MATERIAL FOR THIS TASK:

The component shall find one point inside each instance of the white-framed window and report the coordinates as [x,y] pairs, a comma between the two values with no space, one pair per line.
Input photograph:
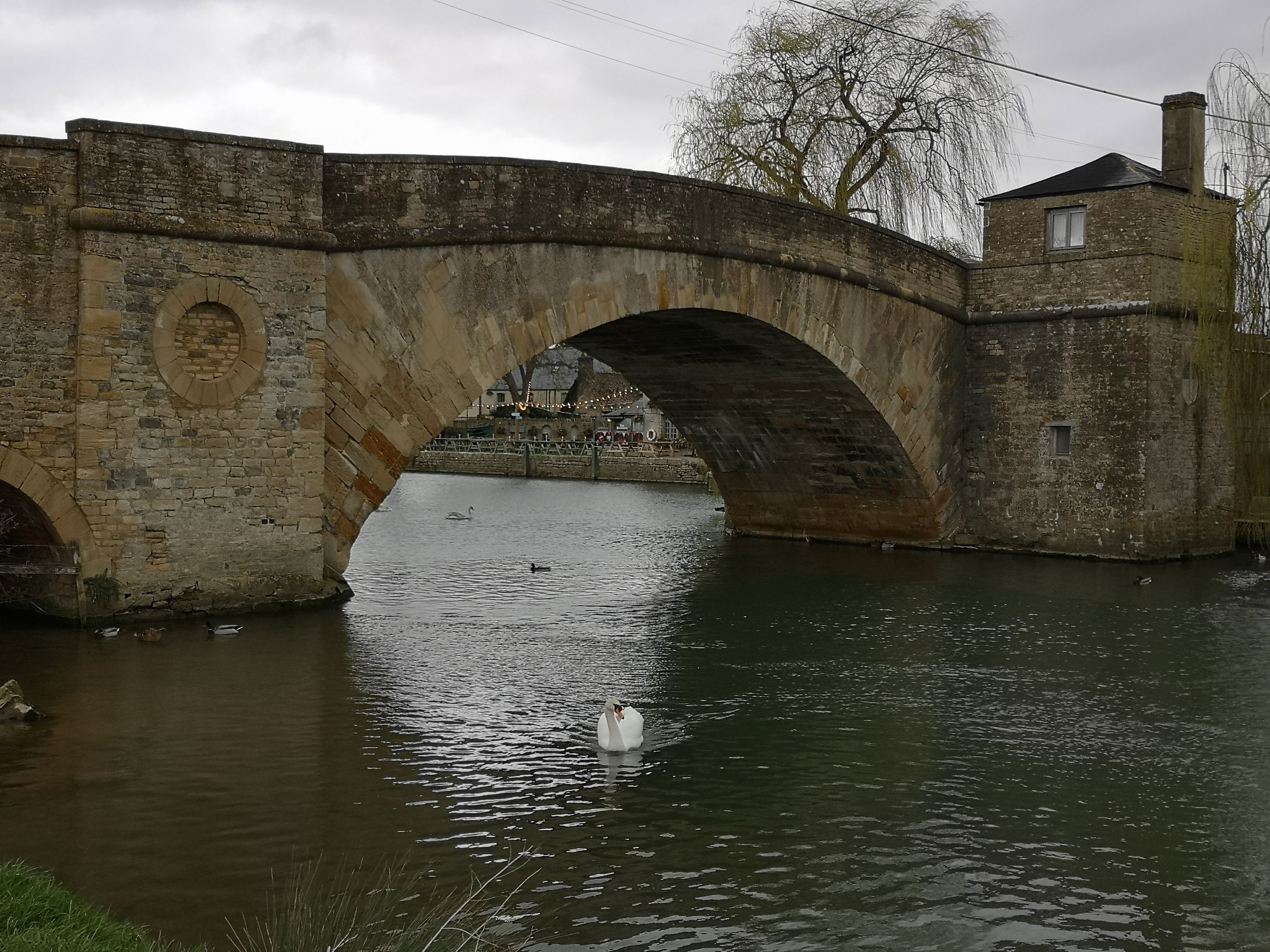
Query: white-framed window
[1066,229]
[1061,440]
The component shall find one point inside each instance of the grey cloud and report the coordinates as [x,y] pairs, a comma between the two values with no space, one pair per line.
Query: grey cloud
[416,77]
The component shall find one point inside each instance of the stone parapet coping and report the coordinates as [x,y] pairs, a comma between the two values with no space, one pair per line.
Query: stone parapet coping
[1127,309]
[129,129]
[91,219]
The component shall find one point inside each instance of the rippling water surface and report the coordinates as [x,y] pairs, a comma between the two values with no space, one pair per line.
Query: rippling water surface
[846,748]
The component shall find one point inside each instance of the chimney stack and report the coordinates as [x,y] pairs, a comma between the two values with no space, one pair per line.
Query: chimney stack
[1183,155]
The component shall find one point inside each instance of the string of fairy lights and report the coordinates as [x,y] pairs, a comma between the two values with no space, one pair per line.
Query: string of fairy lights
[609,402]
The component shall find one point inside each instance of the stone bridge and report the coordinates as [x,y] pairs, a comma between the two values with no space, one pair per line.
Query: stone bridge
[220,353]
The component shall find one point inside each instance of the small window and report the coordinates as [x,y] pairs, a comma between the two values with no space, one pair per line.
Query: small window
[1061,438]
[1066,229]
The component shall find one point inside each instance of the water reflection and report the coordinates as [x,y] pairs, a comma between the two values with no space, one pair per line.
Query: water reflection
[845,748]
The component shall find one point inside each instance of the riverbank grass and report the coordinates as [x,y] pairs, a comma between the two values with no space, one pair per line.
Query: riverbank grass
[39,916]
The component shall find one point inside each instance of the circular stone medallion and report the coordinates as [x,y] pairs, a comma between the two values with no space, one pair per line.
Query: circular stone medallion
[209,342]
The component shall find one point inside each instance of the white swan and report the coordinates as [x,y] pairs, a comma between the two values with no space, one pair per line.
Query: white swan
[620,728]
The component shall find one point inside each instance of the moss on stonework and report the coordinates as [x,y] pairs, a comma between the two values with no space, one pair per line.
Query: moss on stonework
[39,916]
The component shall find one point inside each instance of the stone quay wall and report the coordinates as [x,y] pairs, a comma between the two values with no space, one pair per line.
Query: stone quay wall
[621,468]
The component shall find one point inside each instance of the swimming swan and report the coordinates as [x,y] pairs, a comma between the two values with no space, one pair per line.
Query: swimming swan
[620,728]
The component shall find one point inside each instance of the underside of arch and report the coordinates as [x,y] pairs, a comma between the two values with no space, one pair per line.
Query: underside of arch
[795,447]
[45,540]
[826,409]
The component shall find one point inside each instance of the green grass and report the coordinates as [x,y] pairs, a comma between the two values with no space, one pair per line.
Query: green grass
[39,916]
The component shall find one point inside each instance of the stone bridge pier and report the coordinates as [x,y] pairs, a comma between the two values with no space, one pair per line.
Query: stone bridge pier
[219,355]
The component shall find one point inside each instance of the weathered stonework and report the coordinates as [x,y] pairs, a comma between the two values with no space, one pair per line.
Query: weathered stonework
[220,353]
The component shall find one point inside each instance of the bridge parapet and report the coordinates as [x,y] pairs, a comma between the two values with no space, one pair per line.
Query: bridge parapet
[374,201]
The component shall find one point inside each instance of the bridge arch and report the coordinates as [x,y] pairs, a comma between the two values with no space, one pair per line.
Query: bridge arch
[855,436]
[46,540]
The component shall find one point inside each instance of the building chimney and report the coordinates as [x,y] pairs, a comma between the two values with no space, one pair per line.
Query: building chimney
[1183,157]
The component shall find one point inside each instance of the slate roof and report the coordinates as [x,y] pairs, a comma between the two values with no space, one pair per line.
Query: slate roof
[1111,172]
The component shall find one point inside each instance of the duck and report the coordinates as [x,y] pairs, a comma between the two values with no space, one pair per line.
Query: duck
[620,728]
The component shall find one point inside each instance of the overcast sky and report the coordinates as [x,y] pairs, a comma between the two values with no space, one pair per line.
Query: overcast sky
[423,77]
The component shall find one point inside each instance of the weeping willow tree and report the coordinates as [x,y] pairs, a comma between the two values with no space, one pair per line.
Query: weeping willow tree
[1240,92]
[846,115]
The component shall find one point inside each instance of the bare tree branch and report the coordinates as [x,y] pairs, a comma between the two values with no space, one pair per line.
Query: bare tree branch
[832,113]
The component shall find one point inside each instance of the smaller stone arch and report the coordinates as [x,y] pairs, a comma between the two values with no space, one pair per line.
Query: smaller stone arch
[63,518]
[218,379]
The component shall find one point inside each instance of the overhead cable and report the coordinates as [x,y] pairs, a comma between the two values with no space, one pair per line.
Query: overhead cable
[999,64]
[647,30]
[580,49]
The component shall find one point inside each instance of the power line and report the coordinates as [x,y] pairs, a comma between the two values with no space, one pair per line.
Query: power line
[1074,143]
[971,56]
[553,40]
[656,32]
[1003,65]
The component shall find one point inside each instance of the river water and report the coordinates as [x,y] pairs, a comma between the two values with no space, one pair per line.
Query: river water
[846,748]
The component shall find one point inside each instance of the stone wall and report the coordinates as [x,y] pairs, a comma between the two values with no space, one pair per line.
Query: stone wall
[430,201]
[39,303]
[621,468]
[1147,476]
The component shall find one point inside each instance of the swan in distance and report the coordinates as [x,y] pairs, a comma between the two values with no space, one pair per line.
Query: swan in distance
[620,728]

WHAT YOU ARE ASKED TO DO: Return, word for word, each line from the line that contains "the stone wall" to the end of the listing above; include both end lines and nothing else.

RESULT BELOW:
The component shall find one point inside each instance of the stone wall and report the coordinates as [x,y] pairs, a comma between the two values with no space, one pair per line.
Query: stone wall
[430,201]
[39,303]
[621,468]
[1147,476]
The component shall find one point inside each instance of the swan in distance and report the coordinates as [x,y] pairs, a comma between the two values with no space, one pair per line.
Query: swan in distance
[620,728]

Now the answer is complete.